Source extract:
──────────

Alexander Nicholas Davison (12 February 1923 – 20 February 1965) was a racing driver who won the Australian Grand Prix four times between 1954 and 1961 and won the Australian Drivers' Championship in 1957. He drove HWM-Jaguar, Ferrari, Aston Martin and Cooper-Climax grand prix cars.

Davison won Class A of the 1960 Armstrong 500, forerunner of the Bathurst 1000, driving an NSU Prinz.

He competed at the 1961 24 Hours of Le Mans with Bib Stillwell in an Aston Martin DB4GT Zagato. Davison and Stillwell were invited to race for the Essex Racing Stable due to their involvement with Aston Martins in the Australian racing scene. Davison had finished second in the 1960 Australian Grand Prix and fourth in the Australian Gold Star Championship in an Aston Martin DBR4/300. Their Le Mans adventure ended prematurely when a blown head gasket saw them retire on lap 25.

Davison won the GT support race at the 1961 British Grand Prix at Aintree driving an Aston Martin DB4 GT Zagato. He finished sixth in the 1961 Guards Trophy driving an Aston Martin DBR4/300 and placed tenth in the Intercontinental Championship.

On 20 February 1965 Davison died in a crash during practice for the 1965 International 100 at Sandown International Raceway. While accelerating through the dog leg of the back straight in his 2.5L Brabham Climax he suffered a heart attack. The car left the road at over 160 km/h, hit a culvert, somersaulted and crashed through a horse railing fence. Davison sustained severe head injuries and was dead when officials reached him.

──────────

Listed entries:
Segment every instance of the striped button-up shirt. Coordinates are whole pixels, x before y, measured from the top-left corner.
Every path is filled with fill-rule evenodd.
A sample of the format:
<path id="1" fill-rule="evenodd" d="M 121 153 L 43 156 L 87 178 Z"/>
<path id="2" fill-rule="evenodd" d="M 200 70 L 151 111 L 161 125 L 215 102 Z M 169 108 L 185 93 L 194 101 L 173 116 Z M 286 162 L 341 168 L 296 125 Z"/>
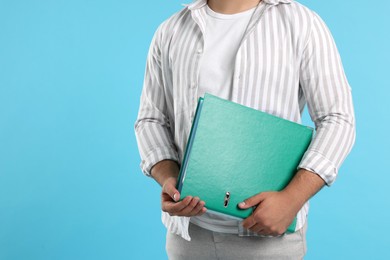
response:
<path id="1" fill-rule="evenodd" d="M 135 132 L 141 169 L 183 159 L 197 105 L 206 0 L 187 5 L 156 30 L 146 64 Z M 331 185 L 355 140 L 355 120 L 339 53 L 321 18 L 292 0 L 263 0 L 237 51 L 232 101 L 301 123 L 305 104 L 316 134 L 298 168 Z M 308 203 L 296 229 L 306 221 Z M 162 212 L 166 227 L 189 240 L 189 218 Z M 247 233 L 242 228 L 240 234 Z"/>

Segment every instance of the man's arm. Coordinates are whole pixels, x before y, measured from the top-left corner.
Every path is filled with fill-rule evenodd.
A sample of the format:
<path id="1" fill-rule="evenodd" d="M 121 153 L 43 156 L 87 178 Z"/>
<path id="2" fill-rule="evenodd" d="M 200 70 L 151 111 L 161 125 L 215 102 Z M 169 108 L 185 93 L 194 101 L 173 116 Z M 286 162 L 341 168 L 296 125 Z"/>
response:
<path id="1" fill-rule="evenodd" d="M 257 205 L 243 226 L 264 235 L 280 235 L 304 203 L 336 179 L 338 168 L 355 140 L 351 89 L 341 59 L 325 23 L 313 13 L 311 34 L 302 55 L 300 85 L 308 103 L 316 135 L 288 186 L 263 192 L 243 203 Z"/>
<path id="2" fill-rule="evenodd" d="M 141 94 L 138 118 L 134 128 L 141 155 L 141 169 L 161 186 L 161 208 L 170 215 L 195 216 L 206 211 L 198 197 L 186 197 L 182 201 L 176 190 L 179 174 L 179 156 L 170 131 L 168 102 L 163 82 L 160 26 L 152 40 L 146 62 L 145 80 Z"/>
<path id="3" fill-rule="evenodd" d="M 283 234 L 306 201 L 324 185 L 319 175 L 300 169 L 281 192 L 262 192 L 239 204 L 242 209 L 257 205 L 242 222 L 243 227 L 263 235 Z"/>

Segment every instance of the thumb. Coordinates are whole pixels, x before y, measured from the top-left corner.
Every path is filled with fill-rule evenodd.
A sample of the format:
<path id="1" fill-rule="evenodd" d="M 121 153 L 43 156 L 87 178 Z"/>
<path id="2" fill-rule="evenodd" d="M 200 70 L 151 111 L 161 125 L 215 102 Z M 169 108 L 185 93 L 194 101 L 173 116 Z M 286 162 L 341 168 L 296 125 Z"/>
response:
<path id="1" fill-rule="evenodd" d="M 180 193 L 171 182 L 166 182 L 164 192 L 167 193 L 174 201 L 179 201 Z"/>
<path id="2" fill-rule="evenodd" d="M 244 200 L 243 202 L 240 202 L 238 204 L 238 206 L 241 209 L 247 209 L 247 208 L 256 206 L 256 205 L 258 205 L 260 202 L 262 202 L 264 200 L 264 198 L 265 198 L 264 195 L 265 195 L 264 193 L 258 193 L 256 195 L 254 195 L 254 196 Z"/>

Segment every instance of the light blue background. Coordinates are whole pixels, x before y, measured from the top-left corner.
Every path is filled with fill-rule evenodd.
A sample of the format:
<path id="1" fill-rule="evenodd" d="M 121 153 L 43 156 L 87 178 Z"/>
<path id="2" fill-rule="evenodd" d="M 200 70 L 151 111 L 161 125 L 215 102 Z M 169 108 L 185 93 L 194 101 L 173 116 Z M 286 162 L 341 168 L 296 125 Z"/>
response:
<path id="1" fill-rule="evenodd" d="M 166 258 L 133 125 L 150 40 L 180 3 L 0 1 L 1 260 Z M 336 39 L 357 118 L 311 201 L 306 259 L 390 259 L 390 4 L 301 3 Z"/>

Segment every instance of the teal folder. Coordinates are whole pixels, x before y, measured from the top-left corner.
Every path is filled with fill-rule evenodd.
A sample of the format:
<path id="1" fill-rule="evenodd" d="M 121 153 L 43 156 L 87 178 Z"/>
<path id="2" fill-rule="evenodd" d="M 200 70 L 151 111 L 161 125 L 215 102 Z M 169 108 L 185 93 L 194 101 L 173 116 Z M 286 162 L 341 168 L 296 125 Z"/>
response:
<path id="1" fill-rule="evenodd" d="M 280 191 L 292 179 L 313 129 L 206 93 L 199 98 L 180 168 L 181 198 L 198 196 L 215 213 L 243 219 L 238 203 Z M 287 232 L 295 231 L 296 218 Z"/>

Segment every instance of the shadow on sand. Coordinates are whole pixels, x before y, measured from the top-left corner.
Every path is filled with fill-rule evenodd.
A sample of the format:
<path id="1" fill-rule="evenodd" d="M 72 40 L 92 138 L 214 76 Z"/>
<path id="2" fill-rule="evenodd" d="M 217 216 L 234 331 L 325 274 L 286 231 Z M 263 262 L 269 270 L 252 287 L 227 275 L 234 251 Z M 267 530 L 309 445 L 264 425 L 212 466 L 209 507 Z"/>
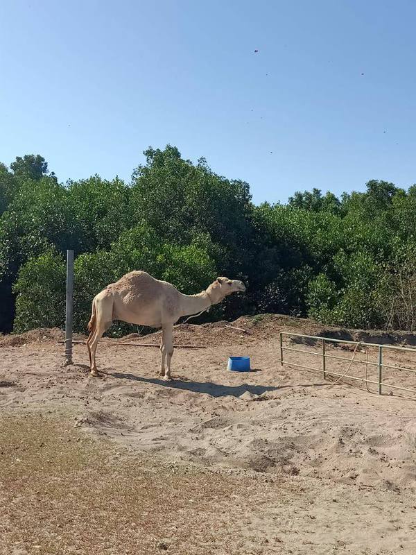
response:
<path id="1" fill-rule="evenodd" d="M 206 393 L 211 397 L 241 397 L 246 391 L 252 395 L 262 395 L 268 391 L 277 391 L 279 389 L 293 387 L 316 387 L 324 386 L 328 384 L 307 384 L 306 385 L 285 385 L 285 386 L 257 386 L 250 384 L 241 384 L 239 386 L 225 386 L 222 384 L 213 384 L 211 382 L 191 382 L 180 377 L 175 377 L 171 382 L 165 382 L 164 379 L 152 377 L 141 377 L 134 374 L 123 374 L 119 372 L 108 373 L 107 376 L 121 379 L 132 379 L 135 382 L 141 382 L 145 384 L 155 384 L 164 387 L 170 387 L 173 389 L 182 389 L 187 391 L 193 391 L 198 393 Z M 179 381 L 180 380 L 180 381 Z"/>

──────────

Task set:
a) Write out the Davison biography from "Davison won Class" to "the Intercontinental Championship.", word for word.
b) According to the Davison biography, what ended his 1961 Le Mans race early?

Complete answers:
a)
Davison won Class A of the 1960 Armstrong 500, forerunner of the Bathurst 1000, driving an NSU Prinz.

He competed at the 1961 24 Hours of Le Mans with Bib Stillwell in an Aston Martin DB4GT Zagato. Davison and Stillwell were invited to race for the Essex Racing Stable due to their involvement with Aston Martins in the Australian racing scene. Davison had finished second in the 1960 Australian Grand Prix and fourth in the Australian Gold Star Championship in an Aston Martin DBR4/300. Their Le Mans adventure ended prematurely when a blown head gasket saw them retire on lap 25.

Davison won the GT support race at the 1961 British Grand Prix at Aintree driving an Aston Martin DB4 GT Zagato. He finished sixth in the 1961 Guards Trophy driving an Aston Martin DBR4/300 and placed tenth in the Intercontinental Championship.

b) A blown head gasket, which made him and Stillwell retire on lap 25.